* Your instructions:
Exclude any images and output the remaining records exactly.

[Point placement records]
————————
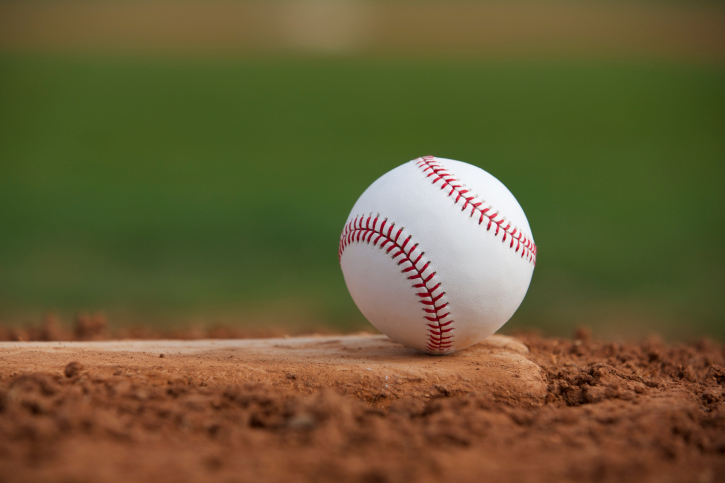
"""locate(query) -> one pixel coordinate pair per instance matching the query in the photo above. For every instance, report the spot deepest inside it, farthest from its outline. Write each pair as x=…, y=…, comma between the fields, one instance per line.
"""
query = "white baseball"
x=437, y=254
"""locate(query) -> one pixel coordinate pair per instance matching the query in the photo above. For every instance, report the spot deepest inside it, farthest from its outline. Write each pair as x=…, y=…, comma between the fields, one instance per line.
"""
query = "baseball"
x=437, y=254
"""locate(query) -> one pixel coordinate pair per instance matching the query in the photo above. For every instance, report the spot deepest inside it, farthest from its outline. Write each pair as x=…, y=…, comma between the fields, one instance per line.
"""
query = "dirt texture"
x=361, y=408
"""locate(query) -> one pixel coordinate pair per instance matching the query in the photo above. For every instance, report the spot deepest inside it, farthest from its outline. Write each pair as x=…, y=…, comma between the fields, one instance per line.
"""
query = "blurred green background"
x=169, y=189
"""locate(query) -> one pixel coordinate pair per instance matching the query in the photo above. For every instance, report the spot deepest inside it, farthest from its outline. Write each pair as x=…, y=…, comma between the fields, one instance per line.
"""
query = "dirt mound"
x=566, y=410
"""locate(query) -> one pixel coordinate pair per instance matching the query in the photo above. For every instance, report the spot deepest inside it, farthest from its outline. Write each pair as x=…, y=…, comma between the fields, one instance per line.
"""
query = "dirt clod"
x=72, y=369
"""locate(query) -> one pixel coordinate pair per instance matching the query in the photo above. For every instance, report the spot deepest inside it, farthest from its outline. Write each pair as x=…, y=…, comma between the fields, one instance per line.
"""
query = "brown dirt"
x=361, y=408
x=600, y=29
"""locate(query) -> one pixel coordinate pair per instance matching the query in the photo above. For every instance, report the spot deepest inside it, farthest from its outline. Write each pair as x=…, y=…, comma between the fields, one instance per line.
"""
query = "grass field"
x=160, y=189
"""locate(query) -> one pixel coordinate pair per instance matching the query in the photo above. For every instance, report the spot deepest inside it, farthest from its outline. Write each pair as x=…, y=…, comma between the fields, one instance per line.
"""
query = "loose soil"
x=361, y=408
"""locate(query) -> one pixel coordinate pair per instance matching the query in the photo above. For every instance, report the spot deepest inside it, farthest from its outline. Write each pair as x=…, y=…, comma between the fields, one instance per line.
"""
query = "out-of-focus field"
x=184, y=163
x=186, y=187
————————
* Reply to the exercise:
"""locate(query) -> one pixel coordinate pair per instance matching the query in the photo above. For every instance, report the spot deepest inside it, farthest from its outline. Write each pair as x=…, y=…, comma between the fields, one instance per line.
"""
query = "white baseball"
x=437, y=254
"""locate(query) -> one pixel coordinate pair per instance matching the query in the photo above. For every instance, report the spot deepest inside it, farthest from its outline. Write each pair as x=…, y=…, comma between the fields, one instance per line.
"""
query = "baseball"
x=437, y=254
"""locate(query) -> one pixel coordinate pair per instance matching the query in the photo above. For every instance, report the spot deepest inside it, farthest from its outline. Write each pair as x=…, y=…, comma between the fields, one instance per line.
"""
query = "dirt texture"
x=361, y=408
"""locate(query) -> one pixel coordinate pair per instance matching the query in the photo above. For every instance, report the spot deepest inside it, farthest from its outline. Write each pair as x=…, y=…, comma between the fields, one instance per line.
"""
query = "blurred green background"
x=169, y=189
"""locate(query) -> one pixel coordinate pair per instance matching the query in the photo above. For every instance, report the spot deepest inside it, farthest from its outline. Write each pair as x=…, y=…, comma between the fields, one instance per line.
"""
query = "dirt mound"
x=566, y=410
"""locate(query) -> one pixel coordinate pair per instance matching the query in the photo above. For every instance, report the spot deepest inside it, farthest from its outline. Write each pair as x=…, y=…, comma between the fields, one instance per line.
"""
query = "dirt clod"
x=72, y=369
"""locate(query) -> one pixel coordinate pair per instance matching the query in the photo above. For every instance, report the spot deepest inside it, farthest from its outline. Write each pair as x=…, y=…, comma between the fields, one instance per line.
"""
query = "brown dirt"
x=361, y=408
x=600, y=29
"""locate(query) -> one pixel coordinate pair per instance matching the query in the photo above. For every instance, report the spot deepest inside it, farthest from its outline. Write each pair as x=…, y=…, comma between the fields, one instance per line.
"""
query = "grass field"
x=160, y=189
"""locate(query) -> one pixel coordinate pair per instance matching the query in the photo above. For every instance, report the spot deepest inside it, farthest from its outline. Write each pair as x=…, y=…, comma between the fields, one instance per line.
"""
query = "loose soil"
x=361, y=408
"""locate(query) -> one pixel coordinate pair per instance matching the query in the photo above. For every instance, report the spot deepest inside it, farthest from its outline. Write each pair as x=…, y=…, comma between the fields, one instance per line.
"""
query = "out-of-focus field"
x=184, y=163
x=186, y=187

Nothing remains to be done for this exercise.